Data entries:

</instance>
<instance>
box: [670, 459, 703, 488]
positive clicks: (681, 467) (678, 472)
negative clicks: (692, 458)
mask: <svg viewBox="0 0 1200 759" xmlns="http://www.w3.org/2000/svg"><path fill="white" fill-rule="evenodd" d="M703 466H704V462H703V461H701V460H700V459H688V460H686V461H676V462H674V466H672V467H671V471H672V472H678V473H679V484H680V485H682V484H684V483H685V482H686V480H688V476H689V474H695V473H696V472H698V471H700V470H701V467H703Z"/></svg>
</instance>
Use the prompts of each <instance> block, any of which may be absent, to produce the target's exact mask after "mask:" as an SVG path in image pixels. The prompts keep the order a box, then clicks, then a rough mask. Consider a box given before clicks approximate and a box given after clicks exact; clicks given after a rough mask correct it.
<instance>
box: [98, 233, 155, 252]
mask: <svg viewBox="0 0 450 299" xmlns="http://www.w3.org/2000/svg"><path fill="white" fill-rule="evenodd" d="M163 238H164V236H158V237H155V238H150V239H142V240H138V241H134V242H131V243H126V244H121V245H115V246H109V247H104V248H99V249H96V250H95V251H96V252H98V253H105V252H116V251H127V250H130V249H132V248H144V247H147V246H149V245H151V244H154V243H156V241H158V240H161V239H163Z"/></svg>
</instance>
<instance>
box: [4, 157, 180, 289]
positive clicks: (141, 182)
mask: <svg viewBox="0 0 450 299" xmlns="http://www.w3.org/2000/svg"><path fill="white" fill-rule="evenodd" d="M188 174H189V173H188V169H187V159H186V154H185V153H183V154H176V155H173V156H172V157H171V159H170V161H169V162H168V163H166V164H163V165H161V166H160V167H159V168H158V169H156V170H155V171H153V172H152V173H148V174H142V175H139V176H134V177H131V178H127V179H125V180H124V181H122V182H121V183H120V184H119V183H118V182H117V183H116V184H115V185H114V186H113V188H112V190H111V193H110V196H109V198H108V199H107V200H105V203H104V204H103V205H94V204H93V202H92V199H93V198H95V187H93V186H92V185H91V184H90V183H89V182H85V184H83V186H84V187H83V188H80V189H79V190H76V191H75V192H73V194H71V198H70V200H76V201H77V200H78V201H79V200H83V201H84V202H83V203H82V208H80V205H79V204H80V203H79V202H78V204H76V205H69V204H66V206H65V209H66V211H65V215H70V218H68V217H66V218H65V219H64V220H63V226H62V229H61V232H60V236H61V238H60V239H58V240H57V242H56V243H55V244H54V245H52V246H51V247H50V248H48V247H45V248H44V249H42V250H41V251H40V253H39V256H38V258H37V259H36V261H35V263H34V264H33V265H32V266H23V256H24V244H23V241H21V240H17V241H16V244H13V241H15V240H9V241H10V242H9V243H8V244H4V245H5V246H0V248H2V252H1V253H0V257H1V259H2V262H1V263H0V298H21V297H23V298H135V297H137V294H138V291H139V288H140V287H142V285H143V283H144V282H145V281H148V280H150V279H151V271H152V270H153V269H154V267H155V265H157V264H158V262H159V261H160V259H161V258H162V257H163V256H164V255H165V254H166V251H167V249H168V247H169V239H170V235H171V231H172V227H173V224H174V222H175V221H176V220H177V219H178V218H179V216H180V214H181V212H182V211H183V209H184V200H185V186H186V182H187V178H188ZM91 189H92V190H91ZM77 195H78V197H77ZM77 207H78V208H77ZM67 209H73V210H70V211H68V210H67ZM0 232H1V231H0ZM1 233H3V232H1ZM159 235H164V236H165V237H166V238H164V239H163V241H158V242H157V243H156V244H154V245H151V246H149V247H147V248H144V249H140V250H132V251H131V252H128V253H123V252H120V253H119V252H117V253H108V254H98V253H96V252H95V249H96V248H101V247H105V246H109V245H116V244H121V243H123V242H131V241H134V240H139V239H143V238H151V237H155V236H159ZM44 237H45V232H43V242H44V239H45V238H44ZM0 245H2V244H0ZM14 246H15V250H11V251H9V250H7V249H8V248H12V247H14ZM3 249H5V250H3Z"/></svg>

(EXERCISE DIRECTIONS):
Give the records back in full, word for word.

(SOLUTION):
</instance>
<instance>
box: [670, 459, 703, 488]
positive clicks: (681, 467) (678, 472)
negative clicks: (692, 458)
mask: <svg viewBox="0 0 1200 759" xmlns="http://www.w3.org/2000/svg"><path fill="white" fill-rule="evenodd" d="M703 466H704V462H703V461H701V460H700V459H688V460H686V461H676V462H674V466H672V467H671V471H672V472H678V473H679V484H680V485H682V484H684V483H685V482H686V480H688V476H689V474H695V473H696V472H698V471H700V470H701V467H703Z"/></svg>
</instance>
Use the prompts of each <instance> block, any of which may be absent, to produce the target's exact mask after "mask:" as an SVG path in image pixels. The prompts keep the order a box, then clicks, then a rough mask. Consider a box given before clicks approximate and a box given after clicks exact; clicks given after a rough mask correct it.
<instance>
box: [98, 233, 155, 252]
mask: <svg viewBox="0 0 450 299" xmlns="http://www.w3.org/2000/svg"><path fill="white" fill-rule="evenodd" d="M163 238H164V236H158V237H155V238H150V239H142V240H138V241H134V242H131V243H126V244H121V245H115V246H109V247H104V248H99V249H96V250H95V251H96V252H98V253H105V252H116V251H127V250H130V249H132V248H144V247H147V246H149V245H151V244H154V243H156V241H158V240H161V239H163Z"/></svg>
</instance>
<instance>
box: [4, 157, 180, 289]
positive clicks: (141, 182)
mask: <svg viewBox="0 0 450 299" xmlns="http://www.w3.org/2000/svg"><path fill="white" fill-rule="evenodd" d="M188 174H189V173H188V169H187V159H186V154H185V153H183V154H176V155H173V156H172V157H171V159H170V161H169V162H168V163H166V164H163V165H161V166H160V167H159V168H158V169H156V170H155V171H153V172H152V173H148V174H142V175H139V176H134V177H131V178H127V179H125V180H124V181H122V182H121V183H120V184H119V183H118V182H117V183H116V184H115V185H114V186H113V188H112V190H111V193H110V196H109V198H108V199H107V200H105V203H104V204H103V205H94V204H93V202H92V199H93V198H95V187H93V186H92V185H91V184H90V183H89V182H85V184H83V186H84V187H83V188H80V189H79V190H76V191H75V192H73V194H71V198H70V200H76V201H77V200H78V201H79V200H83V201H84V202H83V203H82V208H80V205H79V204H80V203H79V202H78V204H76V205H69V204H66V206H65V209H66V211H65V215H70V218H68V217H66V218H65V219H64V220H63V226H62V229H61V232H60V236H61V238H60V239H58V240H57V242H56V243H55V244H54V245H52V246H51V247H50V248H48V247H45V248H44V249H42V250H41V251H40V253H39V256H38V258H37V259H36V261H35V263H34V264H33V265H32V266H23V256H24V244H23V241H21V240H17V241H16V244H13V241H15V240H9V241H10V242H9V243H8V244H4V245H5V246H0V248H2V252H1V253H0V257H1V259H2V262H1V263H0V298H21V297H23V298H135V297H137V294H138V291H139V288H140V287H142V285H143V283H144V282H145V281H148V280H150V279H151V271H152V270H153V269H154V267H155V265H157V264H158V262H159V261H160V259H161V258H162V257H163V256H164V255H165V254H166V251H167V249H168V247H169V239H170V235H171V231H172V227H173V224H174V222H175V221H176V220H177V219H178V218H179V216H180V214H181V212H182V211H183V209H184V200H185V186H186V182H187V178H188ZM91 189H92V190H91ZM77 195H78V197H77ZM77 207H78V208H77ZM67 209H73V210H70V211H68V210H67ZM0 232H1V231H0ZM1 233H3V232H1ZM159 235H164V236H165V237H166V238H164V239H163V241H158V242H157V243H156V244H154V245H151V246H149V247H147V248H144V249H140V250H132V251H131V252H128V253H123V252H120V253H119V252H117V253H108V254H98V253H96V252H95V249H96V248H101V247H105V246H109V245H116V244H121V243H123V242H131V241H134V240H139V239H143V238H151V237H155V236H159ZM44 237H45V232H43V242H44V239H45V238H44ZM0 245H2V244H0ZM14 246H15V250H11V251H9V250H7V249H8V248H12V247H14ZM3 249H5V250H3Z"/></svg>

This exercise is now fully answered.